■ **EXERCISE INSTRUCTIONS**:
The answer must be the lines from the one containing "For each instance of the dry" through the last line of the data below, copied exactly, with nothing else.

Saved entries

_ _ _ _ _ _ _

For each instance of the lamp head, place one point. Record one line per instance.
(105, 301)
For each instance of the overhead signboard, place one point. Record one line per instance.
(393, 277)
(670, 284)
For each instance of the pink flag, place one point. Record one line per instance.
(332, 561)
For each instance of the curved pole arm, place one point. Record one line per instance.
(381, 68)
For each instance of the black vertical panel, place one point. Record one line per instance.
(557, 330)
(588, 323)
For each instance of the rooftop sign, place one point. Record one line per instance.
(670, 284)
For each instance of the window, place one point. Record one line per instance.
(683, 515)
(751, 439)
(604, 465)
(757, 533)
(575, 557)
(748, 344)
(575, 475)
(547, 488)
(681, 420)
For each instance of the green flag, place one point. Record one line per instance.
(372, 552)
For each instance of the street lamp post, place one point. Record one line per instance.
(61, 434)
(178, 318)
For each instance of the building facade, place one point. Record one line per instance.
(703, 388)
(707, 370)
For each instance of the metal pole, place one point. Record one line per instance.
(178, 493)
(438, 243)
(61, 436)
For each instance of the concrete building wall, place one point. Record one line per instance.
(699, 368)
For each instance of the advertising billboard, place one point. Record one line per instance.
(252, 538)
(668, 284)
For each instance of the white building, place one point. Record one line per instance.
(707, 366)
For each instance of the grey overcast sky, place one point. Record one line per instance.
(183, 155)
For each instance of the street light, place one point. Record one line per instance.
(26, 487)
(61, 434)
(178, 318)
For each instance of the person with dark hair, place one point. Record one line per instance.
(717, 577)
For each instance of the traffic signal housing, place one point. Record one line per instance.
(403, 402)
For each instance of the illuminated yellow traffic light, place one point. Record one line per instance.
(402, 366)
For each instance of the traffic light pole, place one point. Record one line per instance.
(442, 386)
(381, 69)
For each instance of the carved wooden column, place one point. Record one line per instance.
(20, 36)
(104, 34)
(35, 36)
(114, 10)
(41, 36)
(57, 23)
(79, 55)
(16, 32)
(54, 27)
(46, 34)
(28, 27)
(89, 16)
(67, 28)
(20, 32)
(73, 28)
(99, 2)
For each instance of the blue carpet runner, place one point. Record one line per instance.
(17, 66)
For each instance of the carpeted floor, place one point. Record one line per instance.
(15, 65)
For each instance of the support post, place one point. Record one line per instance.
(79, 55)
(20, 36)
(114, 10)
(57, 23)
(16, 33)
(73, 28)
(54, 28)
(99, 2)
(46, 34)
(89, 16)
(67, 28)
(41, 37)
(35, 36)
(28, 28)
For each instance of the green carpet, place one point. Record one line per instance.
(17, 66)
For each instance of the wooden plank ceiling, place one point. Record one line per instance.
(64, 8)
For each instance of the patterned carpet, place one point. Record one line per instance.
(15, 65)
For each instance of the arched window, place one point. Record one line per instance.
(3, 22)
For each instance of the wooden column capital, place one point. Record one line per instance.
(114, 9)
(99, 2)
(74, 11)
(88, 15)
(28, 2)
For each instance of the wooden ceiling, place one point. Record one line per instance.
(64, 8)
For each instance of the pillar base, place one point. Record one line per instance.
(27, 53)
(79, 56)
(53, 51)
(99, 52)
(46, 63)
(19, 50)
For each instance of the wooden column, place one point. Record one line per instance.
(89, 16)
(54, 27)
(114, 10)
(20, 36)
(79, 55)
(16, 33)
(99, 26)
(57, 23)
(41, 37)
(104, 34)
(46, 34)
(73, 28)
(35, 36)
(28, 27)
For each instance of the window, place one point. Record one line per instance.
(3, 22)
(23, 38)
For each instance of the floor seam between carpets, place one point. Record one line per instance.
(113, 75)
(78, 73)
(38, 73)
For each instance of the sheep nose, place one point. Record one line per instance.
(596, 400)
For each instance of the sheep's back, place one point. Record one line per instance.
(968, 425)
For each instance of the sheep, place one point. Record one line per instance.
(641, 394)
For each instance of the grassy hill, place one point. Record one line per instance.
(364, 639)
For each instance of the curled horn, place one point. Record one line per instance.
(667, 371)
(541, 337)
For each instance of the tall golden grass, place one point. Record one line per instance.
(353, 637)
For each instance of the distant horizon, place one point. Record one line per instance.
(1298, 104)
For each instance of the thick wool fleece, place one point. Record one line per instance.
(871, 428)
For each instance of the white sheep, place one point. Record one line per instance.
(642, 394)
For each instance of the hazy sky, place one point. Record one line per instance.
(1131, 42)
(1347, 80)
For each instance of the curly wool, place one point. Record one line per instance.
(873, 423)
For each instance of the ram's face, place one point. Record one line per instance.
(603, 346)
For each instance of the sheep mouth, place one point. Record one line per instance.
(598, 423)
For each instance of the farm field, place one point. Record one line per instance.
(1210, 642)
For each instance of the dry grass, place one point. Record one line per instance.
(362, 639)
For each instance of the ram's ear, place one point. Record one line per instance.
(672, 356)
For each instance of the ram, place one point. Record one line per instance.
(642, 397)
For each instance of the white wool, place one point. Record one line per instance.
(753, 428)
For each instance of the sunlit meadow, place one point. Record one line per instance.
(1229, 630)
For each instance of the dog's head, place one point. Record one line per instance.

_ _ _ _ _ _ _

■ **ANSWER**:
For each instance of the dry grass, place one point. Record one line per instance.
(362, 639)
For each instance of the ram's ear, place one point. Record one line per instance.
(672, 356)
For each instance of the ram, place one point. Record one line per instance.
(642, 397)
For each instance of the white wool, place one point. Record one line per instance.
(753, 428)
For each instance of the sunlit meadow, place one point. Record one line per instance.
(1229, 630)
For each instance of the dog's head, place one point. Record one line per instance.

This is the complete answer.